→ QUOTED TEXT
Flower power

Brazil is the only country in the world where, for three generations, the most prized artists have been women. Jane Morris explains why

By Jane Morris

Beatriz Milhazes is Brazil’s most successful contemporary painter – although she doesn’t really paint. Instead she transfers painted shapes from plastic sheets to the canvas surface, glueing the paint down and peeling the backing away. Gradually she builds up layers of stripes, circles, slightly flaking florals – Matisse cut-outs meet the exuberance of samba. It is a painstaking process, and her Rio studio shows how much planning it takes. Acrylics are graded by size, transparent sheets marked up and pinned to canvases, flicks of colour on walls test out edgy combinations.

When Milhazes moved to the Jardim Botânico area in the 1980s, the 19th-century factory workers’ houses were almost derelict. A concrete wall covered in graffiti barely contained the neglected botanical garden. Like it, Milhazes’s superficially pretty work has an underlying whiff of decay. This combination of decoration and decadence, of European modernism mixed with Brazilian iconography, of painting that is apparently traditional but technically innovative, has brought her international attention. In 2012, “Meu Limão”, which she completed in 2000, sold for $2.1m at Sotheby’s in New York, making her the highest-priced living Brazilian artist at auction.

→ OBJECTIVES
1) Translate this sentence from the article on Brazilian women artists into Spanish: "A concrete wall covered in graffiti barely contained the neglected botanical garden."
2) Return the passage of the article on Brazilian women artists from "Brazil is the" to "out edgy combinations.", copied word for word.
The data after this point is separate material, unrelated to the article above.

→ SUPPLIED MATERIAL
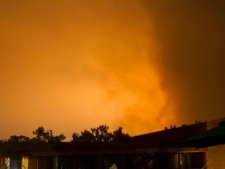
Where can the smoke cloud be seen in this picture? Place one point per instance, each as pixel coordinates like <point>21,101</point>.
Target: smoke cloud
<point>70,66</point>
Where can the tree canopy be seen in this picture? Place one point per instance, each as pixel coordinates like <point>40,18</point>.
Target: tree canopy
<point>99,134</point>
<point>40,136</point>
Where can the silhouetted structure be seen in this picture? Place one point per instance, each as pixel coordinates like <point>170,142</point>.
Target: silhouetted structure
<point>158,150</point>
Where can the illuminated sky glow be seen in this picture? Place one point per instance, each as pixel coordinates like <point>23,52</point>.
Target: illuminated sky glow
<point>73,65</point>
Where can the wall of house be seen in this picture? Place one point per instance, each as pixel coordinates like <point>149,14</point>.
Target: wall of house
<point>215,155</point>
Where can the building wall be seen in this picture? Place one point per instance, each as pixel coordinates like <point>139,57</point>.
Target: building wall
<point>215,155</point>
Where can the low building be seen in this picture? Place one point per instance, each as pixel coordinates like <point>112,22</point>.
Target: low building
<point>158,150</point>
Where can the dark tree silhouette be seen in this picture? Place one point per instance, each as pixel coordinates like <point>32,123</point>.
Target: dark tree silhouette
<point>46,136</point>
<point>99,134</point>
<point>20,138</point>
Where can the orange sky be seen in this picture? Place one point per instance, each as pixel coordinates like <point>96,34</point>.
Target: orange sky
<point>73,65</point>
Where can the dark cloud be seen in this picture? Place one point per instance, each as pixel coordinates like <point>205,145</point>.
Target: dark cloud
<point>192,64</point>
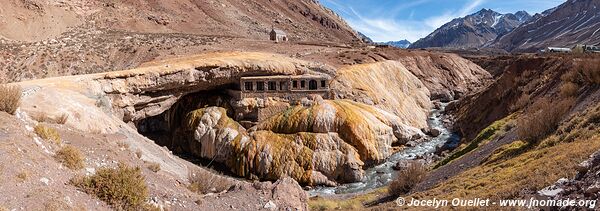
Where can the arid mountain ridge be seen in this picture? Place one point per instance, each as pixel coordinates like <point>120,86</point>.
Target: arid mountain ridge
<point>33,20</point>
<point>473,31</point>
<point>573,22</point>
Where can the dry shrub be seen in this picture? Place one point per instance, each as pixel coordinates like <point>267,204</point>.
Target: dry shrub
<point>407,179</point>
<point>71,157</point>
<point>590,69</point>
<point>47,133</point>
<point>40,117</point>
<point>569,89</point>
<point>43,117</point>
<point>10,98</point>
<point>542,118</point>
<point>522,102</point>
<point>570,76</point>
<point>154,167</point>
<point>22,176</point>
<point>62,119</point>
<point>123,188</point>
<point>208,181</point>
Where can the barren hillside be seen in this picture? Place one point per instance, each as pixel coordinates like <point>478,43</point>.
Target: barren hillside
<point>305,20</point>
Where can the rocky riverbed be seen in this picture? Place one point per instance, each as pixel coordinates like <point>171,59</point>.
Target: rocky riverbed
<point>382,174</point>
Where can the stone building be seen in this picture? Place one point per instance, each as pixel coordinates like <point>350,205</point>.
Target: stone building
<point>290,87</point>
<point>278,35</point>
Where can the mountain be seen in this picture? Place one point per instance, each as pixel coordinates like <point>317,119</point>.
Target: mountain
<point>573,22</point>
<point>399,44</point>
<point>364,38</point>
<point>474,30</point>
<point>302,20</point>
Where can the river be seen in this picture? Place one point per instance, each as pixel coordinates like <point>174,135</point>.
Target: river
<point>382,174</point>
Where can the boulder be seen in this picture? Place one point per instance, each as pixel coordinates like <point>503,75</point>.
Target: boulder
<point>435,132</point>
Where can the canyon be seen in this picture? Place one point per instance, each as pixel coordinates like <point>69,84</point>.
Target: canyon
<point>159,87</point>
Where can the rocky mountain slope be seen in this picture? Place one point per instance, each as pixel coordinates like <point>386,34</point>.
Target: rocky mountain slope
<point>331,143</point>
<point>473,31</point>
<point>573,22</point>
<point>399,44</point>
<point>34,20</point>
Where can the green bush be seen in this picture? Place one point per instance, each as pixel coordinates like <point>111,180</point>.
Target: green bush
<point>407,179</point>
<point>122,187</point>
<point>71,157</point>
<point>10,98</point>
<point>47,133</point>
<point>542,118</point>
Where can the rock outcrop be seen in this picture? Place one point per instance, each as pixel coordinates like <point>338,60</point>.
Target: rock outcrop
<point>387,85</point>
<point>368,129</point>
<point>309,158</point>
<point>323,142</point>
<point>447,76</point>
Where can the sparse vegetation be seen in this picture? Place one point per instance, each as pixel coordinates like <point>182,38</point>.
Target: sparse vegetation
<point>542,118</point>
<point>122,187</point>
<point>10,98</point>
<point>508,151</point>
<point>522,102</point>
<point>531,170</point>
<point>154,167</point>
<point>485,135</point>
<point>569,89</point>
<point>22,176</point>
<point>407,179</point>
<point>62,119</point>
<point>47,133</point>
<point>123,145</point>
<point>71,157</point>
<point>208,181</point>
<point>354,203</point>
<point>43,117</point>
<point>590,69</point>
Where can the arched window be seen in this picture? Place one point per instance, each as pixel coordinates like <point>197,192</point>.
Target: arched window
<point>312,85</point>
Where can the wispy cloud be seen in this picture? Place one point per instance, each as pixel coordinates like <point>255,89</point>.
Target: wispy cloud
<point>386,26</point>
<point>386,20</point>
<point>437,21</point>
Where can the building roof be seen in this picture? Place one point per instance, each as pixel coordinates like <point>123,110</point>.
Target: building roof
<point>305,76</point>
<point>277,31</point>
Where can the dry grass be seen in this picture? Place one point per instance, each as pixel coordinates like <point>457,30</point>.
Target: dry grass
<point>522,102</point>
<point>43,117</point>
<point>62,119</point>
<point>569,89</point>
<point>22,176</point>
<point>154,167</point>
<point>354,203</point>
<point>47,133</point>
<point>208,181</point>
<point>590,69</point>
<point>542,118</point>
<point>532,170</point>
<point>407,179</point>
<point>10,98</point>
<point>40,117</point>
<point>71,157</point>
<point>123,188</point>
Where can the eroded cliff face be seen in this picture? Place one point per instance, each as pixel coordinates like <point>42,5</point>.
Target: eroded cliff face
<point>309,158</point>
<point>447,76</point>
<point>322,142</point>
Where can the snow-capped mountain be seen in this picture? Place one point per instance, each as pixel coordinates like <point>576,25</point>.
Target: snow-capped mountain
<point>473,31</point>
<point>573,22</point>
<point>399,44</point>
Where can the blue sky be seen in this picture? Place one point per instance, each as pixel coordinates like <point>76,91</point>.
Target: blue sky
<point>387,20</point>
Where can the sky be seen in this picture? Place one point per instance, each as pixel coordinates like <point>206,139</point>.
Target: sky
<point>392,20</point>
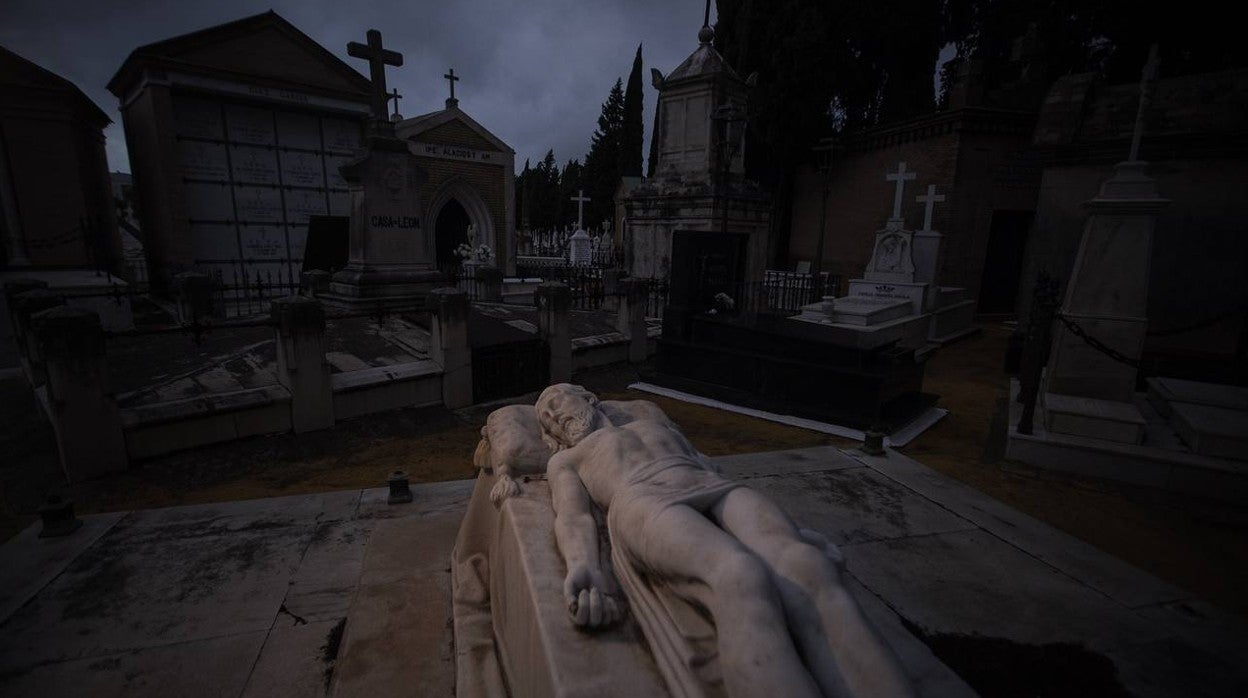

→ TASK-BY-TASK SOLUTIONS
1) Un muro de hormigón cubierto de grafitis apenas contenía el descuidado jardín botánico.

2)
Brazil is the only country in the world where, for three generations, the most prized artists have been women. Jane Morris explains why

By Jane Morris

Beatriz Milhazes is Brazil’s most successful contemporary painter – although she doesn’t really paint. Instead she transfers painted shapes from plastic sheets to the canvas surface, glueing the paint down and peeling the backing away. Gradually she builds up layers of stripes, circles, slightly flaking florals – Matisse cut-outs meet the exuberance of samba. It is a painstaking process, and her Rio studio shows how much planning it takes. Acrylics are graded by size, transparent sheets marked up and pinned to canvases, flicks of colour on walls test out edgy combinations.